**** Texte fourni

C’est un savoureux mélange de mots d’enfant, d’approximation langagière et d’humour vachard, avec des aperçus fulgurants (sur les stigmates des camps de concentration, la justice, la société, le sexe, la vieillesse, la pauvreté, la religion, etc.) et une humanité admirablement suggérée (sentiments paradoxalement pudiques de Momo, Madame Rosa).
Momo ignore les tabous sociaux, et notamment racistes, ce dont Gary/ Ajar profite à fond.
Et comme souvent chez cet auteur, le risque est de tout citer…
« La première chose que je peux vous dire c'est qu'on habitait au sixième à pied et que pour Madame Rosa, avec tous ces kilos qu'elle portait sur elle et seulement deux jambes, c'était une vraie source de vie quotidienne, avec tous les soucis et les peines. Elle nous le rappelait chaque fois qu'elle ne se plaignait pas d'autre part, car elle était également juive. Sa santé n'était pas bonne non plus et je peux vous dire aussi dès le début que c'était une femme qui aurait mérité un ascenseur. »

« Au début, je ne savais pas que Madame Rosa s'occupait de moi seulement pour toucher un mandat à la fin du mois. Quand je l'ai appris, j'avais déjà six ou sept ans et ça m'a fait un coup de savoir que j'étais payé. Je croyais que Madame Rosa m'aimait pour rien et qu'on était quelqu'un l'un pour l'autre. J'en ai pleuré toute une nuit et c'était mon premier grand chagrin. »

« Pendant longtemps, je n'ai pas su que j'étais arabe parce que personne ne m'insultait. »

« Au début je ne savais pas que je n'avais pas de mère et je ne savais même pas qu'il en fallait une. Madame Rosa évitait d'en parler pour ne pas me donner des idées. Je ne sais pas pourquoi je suis né et qu'est-ce qui s'est passé exactement. Mon copain le Mahoute qui a plusieurs années de plus que moi m'a dit que c'est les conditions d'hygiène qui font ça. Lui était né à la Casbah à Alger et il était venu en France seulement après. Il n'y avait pas encore d'hygiène à la Casbah et il était né parce qu'il n'y avait ni bidet ni eau potable ni rien. »

« C'est moi qui étais chargé de conduire Banania dans les foyers africains de la rue Bisson pour qu'il voie du noir, Madame Rosa y tenait beaucoup.
‒ Il faut qu'il voie du noir, sans ça, plus tard, il va pas s'associer. »

« Madame Rosa disait que les femmes qui se défendent n'ont pas assez de soutien moral car souvent les proxénètes ne font plus leur métier comme il faut. Elles ont besoin de leurs enfants pour avoir raison de vivre. »

« Je l'ai suivie parce qu'elle avait tellement peur que je n'osais pas rester seul. »

« Moi maintenant je pense qu'il y croyait lui-même. J'ai souvent remarqué que les gens arrivent à croire ce qu'ils disent, ils ont besoin de ça pour vivre. Je ne dis pas ça pour être philosophe, je le pense vraiment. »

********

### Consigne à traiter
Recopiez sans rien changer tout ce qui va, dans le texte sur Momo et Madame Rosa, de « C’est un savoureux » jusqu'à « Momo, Madame Rosa). ». Les lignes qui suivent proviennent d'une autre source.

**** Données enregistrées

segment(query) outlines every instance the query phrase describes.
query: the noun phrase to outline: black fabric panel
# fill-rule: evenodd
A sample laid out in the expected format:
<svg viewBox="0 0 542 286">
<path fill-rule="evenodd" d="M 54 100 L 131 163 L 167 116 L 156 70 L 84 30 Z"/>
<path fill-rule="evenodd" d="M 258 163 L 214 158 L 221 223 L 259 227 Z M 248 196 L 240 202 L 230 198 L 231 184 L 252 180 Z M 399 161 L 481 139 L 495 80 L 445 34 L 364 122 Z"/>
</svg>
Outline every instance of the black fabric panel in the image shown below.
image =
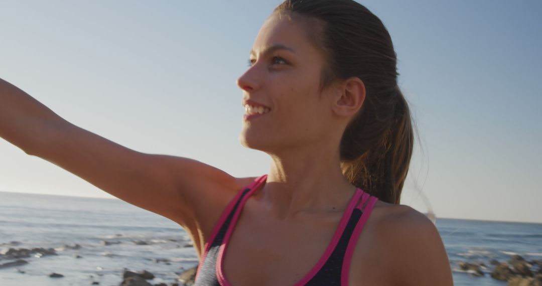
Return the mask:
<svg viewBox="0 0 542 286">
<path fill-rule="evenodd" d="M 211 243 L 209 251 L 207 252 L 207 255 L 203 260 L 203 265 L 200 265 L 201 269 L 199 270 L 197 280 L 193 286 L 220 286 L 218 278 L 216 277 L 216 263 L 218 259 L 218 251 L 220 250 L 220 245 L 224 241 L 226 232 L 228 231 L 230 224 L 231 223 L 231 220 L 233 219 L 234 214 L 238 207 L 239 204 L 241 203 L 243 198 L 250 190 L 250 188 L 247 188 L 243 191 L 243 193 L 239 197 L 239 199 L 235 203 L 235 205 L 234 206 L 231 211 L 228 214 L 228 217 L 224 221 L 224 224 L 222 224 L 220 230 L 216 233 L 216 236 L 215 237 L 214 240 Z"/>
<path fill-rule="evenodd" d="M 346 224 L 344 231 L 339 239 L 339 242 L 332 252 L 330 258 L 322 268 L 305 285 L 308 286 L 340 285 L 343 263 L 346 253 L 346 248 L 350 240 L 350 237 L 358 224 L 363 212 L 359 209 L 354 209 L 352 215 Z"/>
</svg>

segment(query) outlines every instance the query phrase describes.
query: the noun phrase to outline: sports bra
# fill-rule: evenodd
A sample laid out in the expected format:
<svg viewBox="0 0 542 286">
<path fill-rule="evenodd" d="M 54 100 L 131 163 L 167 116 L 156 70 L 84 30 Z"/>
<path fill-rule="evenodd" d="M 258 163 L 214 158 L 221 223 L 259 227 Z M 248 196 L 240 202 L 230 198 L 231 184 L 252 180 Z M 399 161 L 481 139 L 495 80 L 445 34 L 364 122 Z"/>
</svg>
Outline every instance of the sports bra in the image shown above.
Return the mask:
<svg viewBox="0 0 542 286">
<path fill-rule="evenodd" d="M 193 286 L 232 286 L 226 280 L 223 265 L 224 252 L 244 203 L 267 178 L 263 175 L 240 190 L 215 225 L 199 259 Z M 361 198 L 361 202 L 358 202 Z M 354 248 L 362 229 L 378 199 L 358 188 L 324 255 L 310 271 L 294 286 L 348 285 L 349 270 Z M 365 211 L 363 206 L 365 206 Z"/>
</svg>

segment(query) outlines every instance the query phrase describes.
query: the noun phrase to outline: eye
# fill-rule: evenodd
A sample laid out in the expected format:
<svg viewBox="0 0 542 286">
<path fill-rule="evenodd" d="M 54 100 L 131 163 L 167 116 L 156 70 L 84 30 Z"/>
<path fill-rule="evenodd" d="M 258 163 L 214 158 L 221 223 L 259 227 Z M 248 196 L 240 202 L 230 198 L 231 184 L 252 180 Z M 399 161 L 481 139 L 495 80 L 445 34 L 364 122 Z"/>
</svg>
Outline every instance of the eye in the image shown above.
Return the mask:
<svg viewBox="0 0 542 286">
<path fill-rule="evenodd" d="M 286 64 L 288 63 L 286 62 L 286 61 L 285 61 L 282 57 L 275 56 L 273 57 L 273 63 L 274 64 L 281 64 L 281 63 Z"/>
</svg>

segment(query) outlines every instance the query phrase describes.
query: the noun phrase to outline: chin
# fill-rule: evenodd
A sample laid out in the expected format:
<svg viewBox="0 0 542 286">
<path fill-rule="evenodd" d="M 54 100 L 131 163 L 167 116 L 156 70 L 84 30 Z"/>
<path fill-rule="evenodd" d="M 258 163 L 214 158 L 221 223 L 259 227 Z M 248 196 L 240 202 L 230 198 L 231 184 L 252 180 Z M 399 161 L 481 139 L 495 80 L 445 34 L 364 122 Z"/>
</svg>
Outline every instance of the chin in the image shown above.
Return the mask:
<svg viewBox="0 0 542 286">
<path fill-rule="evenodd" d="M 239 135 L 239 142 L 241 146 L 250 149 L 264 151 L 267 145 L 266 142 L 269 142 L 268 140 L 264 136 L 247 131 L 243 130 Z"/>
</svg>

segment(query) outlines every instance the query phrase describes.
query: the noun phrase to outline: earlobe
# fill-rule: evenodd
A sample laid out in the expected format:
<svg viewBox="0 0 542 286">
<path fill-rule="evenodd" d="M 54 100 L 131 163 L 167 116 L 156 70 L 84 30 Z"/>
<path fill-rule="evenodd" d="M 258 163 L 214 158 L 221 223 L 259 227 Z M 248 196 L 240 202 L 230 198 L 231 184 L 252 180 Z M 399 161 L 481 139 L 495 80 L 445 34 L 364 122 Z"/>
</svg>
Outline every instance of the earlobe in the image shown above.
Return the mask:
<svg viewBox="0 0 542 286">
<path fill-rule="evenodd" d="M 349 116 L 361 108 L 365 99 L 365 86 L 359 77 L 346 80 L 338 90 L 334 111 L 338 115 Z"/>
</svg>

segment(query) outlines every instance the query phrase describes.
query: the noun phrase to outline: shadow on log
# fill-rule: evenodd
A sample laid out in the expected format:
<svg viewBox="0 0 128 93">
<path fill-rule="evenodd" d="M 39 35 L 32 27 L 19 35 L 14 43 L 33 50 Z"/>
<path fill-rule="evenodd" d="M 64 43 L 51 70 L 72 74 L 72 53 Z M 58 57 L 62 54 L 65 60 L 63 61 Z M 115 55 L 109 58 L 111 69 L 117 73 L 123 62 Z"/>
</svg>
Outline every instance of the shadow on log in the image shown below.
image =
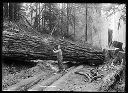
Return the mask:
<svg viewBox="0 0 128 93">
<path fill-rule="evenodd" d="M 40 33 L 30 33 L 25 27 L 19 26 L 19 31 L 4 30 L 2 55 L 21 60 L 42 59 L 56 60 L 53 48 L 60 44 L 65 61 L 86 62 L 93 60 L 103 62 L 102 51 L 95 50 L 92 46 L 82 47 L 66 39 L 55 39 L 52 36 L 41 36 Z"/>
</svg>

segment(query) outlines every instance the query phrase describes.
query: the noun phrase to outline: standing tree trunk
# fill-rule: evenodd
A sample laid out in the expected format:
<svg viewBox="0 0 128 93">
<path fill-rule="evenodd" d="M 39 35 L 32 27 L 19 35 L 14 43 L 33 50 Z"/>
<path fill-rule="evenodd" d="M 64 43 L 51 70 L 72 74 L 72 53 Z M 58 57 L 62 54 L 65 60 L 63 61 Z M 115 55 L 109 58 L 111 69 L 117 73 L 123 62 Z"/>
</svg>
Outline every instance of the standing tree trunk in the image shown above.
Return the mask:
<svg viewBox="0 0 128 93">
<path fill-rule="evenodd" d="M 74 8 L 74 39 L 75 39 L 75 8 Z"/>
<path fill-rule="evenodd" d="M 86 4 L 86 30 L 85 30 L 85 41 L 87 41 L 87 4 Z"/>
<path fill-rule="evenodd" d="M 39 3 L 39 14 L 40 14 L 40 3 Z M 40 15 L 39 15 L 39 31 L 40 31 Z"/>
<path fill-rule="evenodd" d="M 69 7 L 69 4 L 67 3 L 67 35 L 68 35 L 68 26 L 69 26 L 69 24 L 68 24 L 68 15 L 69 15 L 68 7 Z"/>
</svg>

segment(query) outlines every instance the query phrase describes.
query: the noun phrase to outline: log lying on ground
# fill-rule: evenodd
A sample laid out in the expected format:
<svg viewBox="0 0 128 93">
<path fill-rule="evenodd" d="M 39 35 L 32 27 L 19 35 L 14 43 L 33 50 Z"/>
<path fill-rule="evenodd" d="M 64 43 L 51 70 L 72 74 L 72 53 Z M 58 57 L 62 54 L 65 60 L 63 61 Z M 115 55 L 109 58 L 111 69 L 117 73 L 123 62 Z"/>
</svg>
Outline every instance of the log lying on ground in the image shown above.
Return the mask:
<svg viewBox="0 0 128 93">
<path fill-rule="evenodd" d="M 13 30 L 3 31 L 2 55 L 17 57 L 18 59 L 56 60 L 56 55 L 52 50 L 55 45 L 60 44 L 64 60 L 79 62 L 90 59 L 98 60 L 99 62 L 104 60 L 102 51 L 97 51 L 91 46 L 82 47 L 65 39 L 55 39 L 51 36 L 41 37 L 25 30 L 19 32 Z"/>
<path fill-rule="evenodd" d="M 71 67 L 71 68 L 68 69 L 68 71 L 70 71 L 70 70 L 72 71 L 72 69 L 74 70 L 74 68 L 75 67 Z M 64 73 L 58 73 L 58 74 L 56 74 L 56 75 L 48 78 L 46 81 L 43 81 L 43 82 L 35 85 L 34 87 L 32 87 L 31 89 L 29 89 L 28 91 L 42 91 L 45 88 L 49 87 L 53 82 L 55 82 L 56 80 L 58 80 L 60 77 L 62 77 L 64 74 L 66 74 L 66 72 L 64 72 Z M 50 87 L 52 87 L 52 86 L 50 86 Z"/>
<path fill-rule="evenodd" d="M 49 73 L 49 75 L 50 74 L 51 73 Z M 5 91 L 21 91 L 21 90 L 25 91 L 28 88 L 30 88 L 31 86 L 38 83 L 42 78 L 45 78 L 44 76 L 46 76 L 46 75 L 47 75 L 47 73 L 42 72 L 38 76 L 24 79 L 24 80 L 20 81 L 19 83 L 12 85 L 10 88 L 8 88 Z M 49 75 L 47 75 L 47 76 L 49 76 Z"/>
</svg>

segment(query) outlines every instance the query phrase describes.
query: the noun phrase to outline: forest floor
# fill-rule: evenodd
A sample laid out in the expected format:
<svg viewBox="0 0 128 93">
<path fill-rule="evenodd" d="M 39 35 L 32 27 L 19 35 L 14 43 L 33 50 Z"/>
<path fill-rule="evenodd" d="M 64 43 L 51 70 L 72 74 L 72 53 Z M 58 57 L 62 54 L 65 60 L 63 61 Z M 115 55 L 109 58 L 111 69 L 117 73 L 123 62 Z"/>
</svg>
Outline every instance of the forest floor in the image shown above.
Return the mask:
<svg viewBox="0 0 128 93">
<path fill-rule="evenodd" d="M 44 62 L 46 62 L 46 60 Z M 50 63 L 50 62 L 54 62 L 54 61 L 47 60 L 47 63 Z M 10 68 L 12 68 L 12 66 Z M 86 65 L 77 71 L 88 72 L 91 69 L 95 69 L 95 67 Z M 8 88 L 10 88 L 10 86 L 15 85 L 18 82 L 23 81 L 27 78 L 38 76 L 42 72 L 44 72 L 44 76 L 43 76 L 44 80 L 49 77 L 52 77 L 58 71 L 58 68 L 57 68 L 57 65 L 51 66 L 48 64 L 39 63 L 36 66 L 31 68 L 27 68 L 27 67 L 23 67 L 22 69 L 16 68 L 15 70 L 13 70 L 13 72 L 10 72 L 9 67 L 7 67 L 4 64 L 2 66 L 2 71 L 3 71 L 2 72 L 2 90 L 7 90 Z M 102 73 L 105 74 L 105 72 L 102 72 Z M 43 81 L 40 81 L 37 84 L 40 84 L 41 82 Z M 59 79 L 54 81 L 52 84 L 50 84 L 49 87 L 46 87 L 43 91 L 97 91 L 97 88 L 99 87 L 100 82 L 101 82 L 100 80 L 90 82 L 89 79 L 84 75 L 80 75 L 80 74 L 69 71 L 66 74 L 64 74 L 64 76 L 60 77 Z M 109 89 L 108 91 L 110 92 L 124 91 L 124 88 L 123 88 L 124 86 L 121 87 L 120 89 L 117 88 L 118 86 L 121 86 L 121 85 L 122 85 L 121 83 L 120 84 L 118 83 L 116 85 L 116 88 L 114 87 L 112 89 Z M 52 87 L 52 86 L 55 86 L 55 87 Z M 28 90 L 29 89 L 31 89 L 31 87 L 28 88 Z"/>
</svg>

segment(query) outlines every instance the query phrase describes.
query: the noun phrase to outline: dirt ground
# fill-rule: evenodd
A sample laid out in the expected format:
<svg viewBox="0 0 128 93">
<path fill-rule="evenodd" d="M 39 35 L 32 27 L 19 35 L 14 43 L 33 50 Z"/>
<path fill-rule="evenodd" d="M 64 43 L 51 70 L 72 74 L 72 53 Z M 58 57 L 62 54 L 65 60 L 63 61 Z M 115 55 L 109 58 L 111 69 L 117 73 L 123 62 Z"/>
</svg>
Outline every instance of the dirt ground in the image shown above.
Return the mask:
<svg viewBox="0 0 128 93">
<path fill-rule="evenodd" d="M 42 61 L 42 60 L 38 60 Z M 49 64 L 45 64 L 45 63 Z M 112 71 L 105 70 L 107 69 L 107 66 L 101 66 L 99 69 L 104 69 L 104 71 L 99 71 L 100 74 L 102 75 L 107 75 Z M 90 73 L 90 70 L 95 69 L 95 67 L 92 66 L 84 66 L 82 69 L 78 70 L 77 72 L 82 72 L 82 73 Z M 39 75 L 40 73 L 44 72 L 44 80 L 47 77 L 51 77 L 52 74 L 56 73 L 58 71 L 56 62 L 52 60 L 44 60 L 43 63 L 38 63 L 35 67 L 21 70 L 15 74 L 8 74 L 8 75 L 3 75 L 2 76 L 2 89 L 5 90 L 8 87 L 24 80 L 30 77 L 34 77 L 36 75 Z M 90 81 L 88 77 L 85 75 L 80 75 L 78 73 L 71 73 L 69 74 L 65 79 L 60 81 L 54 88 L 49 88 L 47 87 L 44 89 L 44 91 L 99 91 L 100 84 L 102 84 L 102 78 L 99 78 L 98 80 Z M 44 81 L 43 80 L 43 81 Z M 40 82 L 43 82 L 40 81 Z M 58 81 L 58 80 L 57 80 Z M 39 82 L 39 83 L 40 83 Z M 56 81 L 55 81 L 56 82 Z M 53 84 L 55 83 L 53 82 Z M 50 86 L 52 86 L 51 84 Z M 113 88 L 109 89 L 108 91 L 113 92 L 113 91 L 124 91 L 124 86 L 123 83 L 118 83 L 116 86 Z"/>
</svg>

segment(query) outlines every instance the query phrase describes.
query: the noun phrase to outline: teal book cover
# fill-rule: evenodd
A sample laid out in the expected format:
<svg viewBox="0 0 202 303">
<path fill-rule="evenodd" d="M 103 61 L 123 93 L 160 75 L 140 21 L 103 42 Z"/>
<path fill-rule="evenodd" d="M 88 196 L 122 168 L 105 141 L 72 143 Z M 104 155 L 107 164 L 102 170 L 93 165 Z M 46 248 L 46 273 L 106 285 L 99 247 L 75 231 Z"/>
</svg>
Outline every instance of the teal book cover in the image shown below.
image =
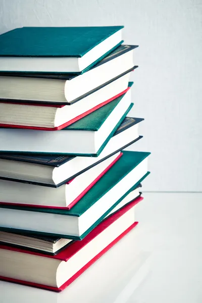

********

### Réponse correcte
C’est un savoureux mélange de mots d’enfant, d’approximation langagière et d’humour vachard, avec des aperçus fulgurants (sur les stigmates des camps de concentration, la justice, la société, le sexe, la vieillesse, la pauvreté, la religion, etc.) et une humanité admirablement suggérée (sentiments paradoxalement pudiques de Momo, Madame Rosa).